===== RECORDED INFORMATION =====

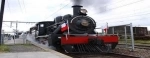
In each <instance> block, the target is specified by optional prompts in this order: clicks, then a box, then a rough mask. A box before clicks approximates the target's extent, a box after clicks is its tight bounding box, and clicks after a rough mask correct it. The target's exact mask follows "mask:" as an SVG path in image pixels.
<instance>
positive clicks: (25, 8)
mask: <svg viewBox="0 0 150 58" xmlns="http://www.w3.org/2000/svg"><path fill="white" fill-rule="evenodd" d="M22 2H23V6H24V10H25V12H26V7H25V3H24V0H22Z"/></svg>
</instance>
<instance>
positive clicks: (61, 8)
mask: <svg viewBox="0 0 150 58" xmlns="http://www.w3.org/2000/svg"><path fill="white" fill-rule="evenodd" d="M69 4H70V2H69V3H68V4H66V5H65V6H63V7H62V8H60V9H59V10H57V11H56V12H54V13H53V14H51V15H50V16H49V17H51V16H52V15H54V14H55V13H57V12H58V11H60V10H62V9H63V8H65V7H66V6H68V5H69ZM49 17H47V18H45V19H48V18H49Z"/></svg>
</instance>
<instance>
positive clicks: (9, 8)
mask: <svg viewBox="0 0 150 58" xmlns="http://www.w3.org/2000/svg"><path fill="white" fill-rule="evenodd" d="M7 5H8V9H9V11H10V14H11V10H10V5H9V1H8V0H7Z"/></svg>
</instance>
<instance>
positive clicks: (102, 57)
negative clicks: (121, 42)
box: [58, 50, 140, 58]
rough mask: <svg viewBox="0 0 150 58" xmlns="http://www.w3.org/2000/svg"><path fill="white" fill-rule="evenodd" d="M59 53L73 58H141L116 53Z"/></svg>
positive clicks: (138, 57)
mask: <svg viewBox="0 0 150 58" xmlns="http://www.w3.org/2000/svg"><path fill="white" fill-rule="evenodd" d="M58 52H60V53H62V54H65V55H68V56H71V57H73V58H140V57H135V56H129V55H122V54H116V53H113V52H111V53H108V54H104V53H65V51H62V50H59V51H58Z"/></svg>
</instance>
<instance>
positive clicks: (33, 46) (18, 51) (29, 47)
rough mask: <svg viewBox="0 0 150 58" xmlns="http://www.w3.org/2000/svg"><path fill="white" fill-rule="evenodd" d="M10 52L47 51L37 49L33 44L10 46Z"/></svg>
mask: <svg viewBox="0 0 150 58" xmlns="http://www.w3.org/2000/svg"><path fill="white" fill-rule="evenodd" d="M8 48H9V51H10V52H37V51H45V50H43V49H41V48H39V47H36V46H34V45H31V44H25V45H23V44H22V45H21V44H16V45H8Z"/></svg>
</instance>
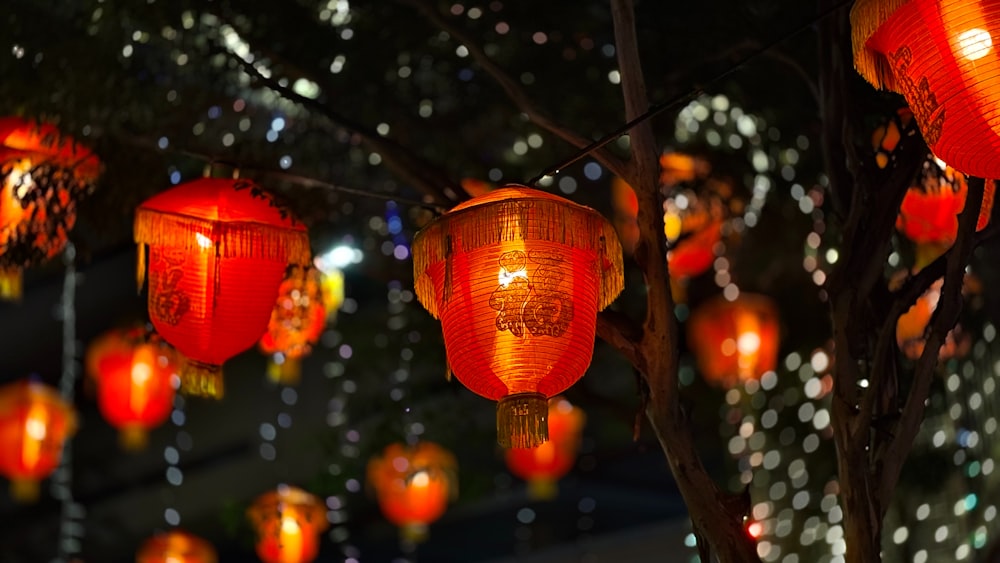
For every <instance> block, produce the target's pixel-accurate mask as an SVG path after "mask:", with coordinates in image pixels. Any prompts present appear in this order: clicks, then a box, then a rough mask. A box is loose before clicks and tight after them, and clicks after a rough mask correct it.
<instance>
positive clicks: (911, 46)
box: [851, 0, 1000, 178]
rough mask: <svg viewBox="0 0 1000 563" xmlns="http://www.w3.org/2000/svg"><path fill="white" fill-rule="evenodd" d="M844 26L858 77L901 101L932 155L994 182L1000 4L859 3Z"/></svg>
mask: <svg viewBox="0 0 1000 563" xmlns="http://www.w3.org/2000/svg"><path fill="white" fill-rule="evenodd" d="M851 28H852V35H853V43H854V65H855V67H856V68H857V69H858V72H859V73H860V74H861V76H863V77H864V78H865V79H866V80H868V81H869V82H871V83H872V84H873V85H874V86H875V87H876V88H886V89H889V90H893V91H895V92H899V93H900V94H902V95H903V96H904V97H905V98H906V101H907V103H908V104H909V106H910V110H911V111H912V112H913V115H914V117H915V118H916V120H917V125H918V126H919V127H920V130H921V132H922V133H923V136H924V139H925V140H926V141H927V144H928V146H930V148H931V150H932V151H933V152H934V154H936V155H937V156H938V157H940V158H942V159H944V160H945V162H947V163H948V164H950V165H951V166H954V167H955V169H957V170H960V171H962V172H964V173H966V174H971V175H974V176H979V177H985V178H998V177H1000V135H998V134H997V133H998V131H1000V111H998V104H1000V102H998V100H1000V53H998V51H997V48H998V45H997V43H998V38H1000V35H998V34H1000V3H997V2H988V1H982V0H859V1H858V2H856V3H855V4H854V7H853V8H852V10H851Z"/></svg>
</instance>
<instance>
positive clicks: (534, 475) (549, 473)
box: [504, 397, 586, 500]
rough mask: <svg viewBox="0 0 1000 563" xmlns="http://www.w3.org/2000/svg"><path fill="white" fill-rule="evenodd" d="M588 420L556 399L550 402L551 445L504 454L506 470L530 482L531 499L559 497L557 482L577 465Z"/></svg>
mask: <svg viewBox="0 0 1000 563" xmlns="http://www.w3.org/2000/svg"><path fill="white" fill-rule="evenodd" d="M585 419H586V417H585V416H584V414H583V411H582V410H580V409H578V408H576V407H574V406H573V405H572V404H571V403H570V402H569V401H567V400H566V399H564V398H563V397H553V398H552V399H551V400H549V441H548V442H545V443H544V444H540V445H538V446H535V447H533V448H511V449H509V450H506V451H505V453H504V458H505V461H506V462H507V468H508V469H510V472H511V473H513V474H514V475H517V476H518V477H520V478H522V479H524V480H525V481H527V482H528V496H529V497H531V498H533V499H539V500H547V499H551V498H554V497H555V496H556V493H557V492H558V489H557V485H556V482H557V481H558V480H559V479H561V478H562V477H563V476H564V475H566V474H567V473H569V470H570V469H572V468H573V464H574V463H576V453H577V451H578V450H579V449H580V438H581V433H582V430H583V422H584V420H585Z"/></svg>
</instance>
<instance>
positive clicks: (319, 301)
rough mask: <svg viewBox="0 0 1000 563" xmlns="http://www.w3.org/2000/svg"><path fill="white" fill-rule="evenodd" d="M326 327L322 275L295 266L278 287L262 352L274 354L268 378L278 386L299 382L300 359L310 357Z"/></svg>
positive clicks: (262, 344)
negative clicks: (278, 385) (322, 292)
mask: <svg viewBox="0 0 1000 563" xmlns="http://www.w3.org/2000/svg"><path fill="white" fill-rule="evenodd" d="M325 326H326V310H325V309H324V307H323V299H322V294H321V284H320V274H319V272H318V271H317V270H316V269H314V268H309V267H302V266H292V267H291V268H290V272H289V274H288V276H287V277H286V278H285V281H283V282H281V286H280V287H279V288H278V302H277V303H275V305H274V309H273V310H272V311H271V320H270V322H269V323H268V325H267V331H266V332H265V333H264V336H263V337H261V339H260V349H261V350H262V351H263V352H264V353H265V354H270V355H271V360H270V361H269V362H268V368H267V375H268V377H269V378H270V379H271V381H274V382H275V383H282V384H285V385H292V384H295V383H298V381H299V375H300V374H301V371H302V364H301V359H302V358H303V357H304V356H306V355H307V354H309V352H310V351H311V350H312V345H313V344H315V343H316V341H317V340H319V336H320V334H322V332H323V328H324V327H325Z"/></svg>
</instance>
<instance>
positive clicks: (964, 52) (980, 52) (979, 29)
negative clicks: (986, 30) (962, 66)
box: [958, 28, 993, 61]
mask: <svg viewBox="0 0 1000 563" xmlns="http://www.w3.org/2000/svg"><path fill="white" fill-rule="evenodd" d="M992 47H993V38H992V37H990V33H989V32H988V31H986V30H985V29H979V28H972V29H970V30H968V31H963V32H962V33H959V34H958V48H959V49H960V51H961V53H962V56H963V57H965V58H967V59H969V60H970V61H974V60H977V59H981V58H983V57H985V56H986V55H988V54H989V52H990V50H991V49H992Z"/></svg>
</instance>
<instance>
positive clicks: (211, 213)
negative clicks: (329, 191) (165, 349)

=====

WHAT THE EXERCISE ASKS = Could you give all of the data again exactly as written, omitting any pictures?

OUTPUT OF THE TASK =
In each <instance> block, the target is specified by optional prompts in this order: clicks, then a box, then a rough mask. A box before clicks approximates the target's extent, a box after clicks is its tight bounding box, and clicks after a rough mask correct it. The target's exact mask follows "mask:" as an SVG path in image pixels.
<instance>
positive clicks: (25, 8)
mask: <svg viewBox="0 0 150 58" xmlns="http://www.w3.org/2000/svg"><path fill="white" fill-rule="evenodd" d="M22 2H23V6H24V10H25V12H26V7H25V3H24V0H22Z"/></svg>
</instance>
<instance>
positive clicks: (61, 8)
mask: <svg viewBox="0 0 150 58" xmlns="http://www.w3.org/2000/svg"><path fill="white" fill-rule="evenodd" d="M69 4H70V2H69V3H68V4H66V5H65V6H63V7H62V8H60V9H59V10H57V11H56V12H54V13H53V14H51V15H50V16H49V17H51V16H52V15H54V14H55V13H57V12H58V11H60V10H62V9H63V8H65V7H66V6H68V5H69ZM49 17H47V18H45V19H48V18H49Z"/></svg>
</instance>
<instance>
positive clicks: (9, 8)
mask: <svg viewBox="0 0 150 58" xmlns="http://www.w3.org/2000/svg"><path fill="white" fill-rule="evenodd" d="M7 5H8V9H9V11H10V14H11V10H10V5H9V1H8V0H7Z"/></svg>
</instance>
<instance>
positive clicks: (102, 57)
negative clicks: (121, 42)
box: [58, 50, 140, 58]
rough mask: <svg viewBox="0 0 150 58" xmlns="http://www.w3.org/2000/svg"><path fill="white" fill-rule="evenodd" d="M59 53L73 58H141L116 53Z"/></svg>
positive clicks: (138, 57)
mask: <svg viewBox="0 0 150 58" xmlns="http://www.w3.org/2000/svg"><path fill="white" fill-rule="evenodd" d="M58 52H60V53H62V54H65V55H68V56H71V57H73V58H140V57H135V56H129V55H122V54H116V53H113V52H111V53H108V54H104V53H65V51H62V50H59V51H58Z"/></svg>
</instance>
<instance>
positive clicks: (33, 46) (18, 51) (29, 47)
rough mask: <svg viewBox="0 0 150 58" xmlns="http://www.w3.org/2000/svg"><path fill="white" fill-rule="evenodd" d="M10 52L47 51L37 49L33 44L10 46Z"/></svg>
mask: <svg viewBox="0 0 150 58" xmlns="http://www.w3.org/2000/svg"><path fill="white" fill-rule="evenodd" d="M8 48H9V51H10V52H37V51H45V50H43V49H41V48H39V47H36V46H34V45H31V44H25V45H23V44H22V45H21V44H16V45H8Z"/></svg>
</instance>
For every <instance> block, produce the target's pixel-accurate mask as an SVG path after "mask:", with coordinates in image pixels. Any prompts present appear in this order: clicks, then a box, then a rough mask. A box is loose before clicks and tight after them, and clicks after a rough mask correct it.
<instance>
positive clicks: (911, 46)
box: [851, 0, 1000, 178]
rough mask: <svg viewBox="0 0 1000 563" xmlns="http://www.w3.org/2000/svg"><path fill="white" fill-rule="evenodd" d="M844 26L858 77L901 101L932 155L994 182L1000 4L859 3Z"/></svg>
mask: <svg viewBox="0 0 1000 563" xmlns="http://www.w3.org/2000/svg"><path fill="white" fill-rule="evenodd" d="M851 28H852V35H853V43H854V65H855V67H856V68H857V69H858V72H859V73H860V74H861V76H863V77H864V78H865V79H866V80H868V81H869V82H871V83H872V84H873V85H874V86H875V87H876V88H886V89H889V90H893V91H895V92H899V93H900V94H902V95H903V96H904V97H905V98H906V101H907V103H908V104H909V106H910V110H911V111H912V112H913V115H914V117H915V118H916V120H917V125H918V126H919V127H920V130H921V132H922V133H923V136H924V139H925V140H926V141H927V144H928V146H930V148H931V150H932V151H933V152H934V154H936V155H937V156H938V157H940V158H942V159H944V160H945V162H947V163H948V164H950V165H951V166H954V167H955V169H957V170H960V171H962V172H964V173H966V174H971V175H974V176H979V177H985V178H998V177H1000V135H998V134H997V133H998V131H1000V111H998V104H1000V102H998V100H1000V53H998V51H997V48H998V45H997V43H998V38H1000V35H998V34H1000V3H997V2H988V1H982V0H859V1H858V2H856V3H855V4H854V7H853V8H852V10H851Z"/></svg>
</instance>
<instance>
positive clicks: (534, 475) (549, 473)
box: [504, 397, 586, 500]
rough mask: <svg viewBox="0 0 1000 563" xmlns="http://www.w3.org/2000/svg"><path fill="white" fill-rule="evenodd" d="M588 420L556 399L550 402L551 445L504 454L506 470L530 482L531 499L559 497L557 482L577 465Z"/></svg>
mask: <svg viewBox="0 0 1000 563" xmlns="http://www.w3.org/2000/svg"><path fill="white" fill-rule="evenodd" d="M585 419H586V417H585V416H584V414H583V411H582V410H580V409H578V408H576V407H574V406H573V405H572V404H571V403H570V402H569V401H567V400H566V399H564V398H563V397H553V398H552V399H551V400H549V441H548V442H545V443H544V444H540V445H538V446H535V447H533V448H511V449H509V450H506V451H505V453H504V458H505V461H506V462H507V468H508V469H510V472H511V473H513V474H514V475H517V476H518V477H520V478H522V479H524V480H525V481H527V482H528V496H529V497H531V498H533V499H539V500H547V499H551V498H554V497H555V496H556V493H557V492H558V489H557V485H556V482H557V481H558V480H559V479H561V478H562V477H563V476H564V475H566V474H567V473H569V470H570V469H572V468H573V464H574V463H576V453H577V451H578V450H579V449H580V438H581V433H582V430H583V422H584V420H585Z"/></svg>
</instance>
<instance>
positive clicks: (319, 301)
rough mask: <svg viewBox="0 0 1000 563" xmlns="http://www.w3.org/2000/svg"><path fill="white" fill-rule="evenodd" d="M326 327L322 275L295 266L278 287L262 352L274 354L268 378L278 386L299 382L300 359L310 357Z"/></svg>
positive clicks: (262, 344)
negative clicks: (278, 385) (322, 292)
mask: <svg viewBox="0 0 1000 563" xmlns="http://www.w3.org/2000/svg"><path fill="white" fill-rule="evenodd" d="M325 326H326V310H325V309H324V307H323V299H322V294H321V284H320V274H319V272H318V271H317V270H316V269H314V268H309V267H302V266H292V267H291V268H290V272H289V274H288V276H287V277H286V278H285V281H283V282H281V286H280V287H279V288H278V302H277V303H275V305H274V309H273V310H272V311H271V320H270V322H269V323H268V325H267V331H266V332H265V333H264V336H263V337H261V339H260V349H261V350H262V351H263V352H264V353H265V354H270V355H271V360H270V361H269V362H268V368H267V375H268V377H269V378H270V379H271V381H274V382H275V383H282V384H285V385H292V384H295V383H298V381H299V375H300V374H301V371H302V364H301V359H302V358H303V357H304V356H306V355H307V354H309V352H310V351H311V350H312V345H313V344H315V343H316V341H317V340H319V336H320V334H322V332H323V328H324V327H325Z"/></svg>
</instance>
<instance>
positive clicks: (964, 52) (980, 52) (979, 29)
negative clicks: (986, 30) (962, 66)
box: [958, 28, 993, 61]
mask: <svg viewBox="0 0 1000 563" xmlns="http://www.w3.org/2000/svg"><path fill="white" fill-rule="evenodd" d="M992 47H993V38H992V37H990V33H989V32H988V31H986V30H985V29H979V28H972V29H970V30H968V31H963V32H962V33H959V34H958V48H959V49H960V51H961V53H962V56H963V57H965V58H967V59H969V60H970V61H974V60H977V59H981V58H983V57H985V56H986V55H988V54H989V52H990V50H991V49H992Z"/></svg>
</instance>
<instance>
positive clicks: (211, 213)
negative clicks: (329, 191) (165, 349)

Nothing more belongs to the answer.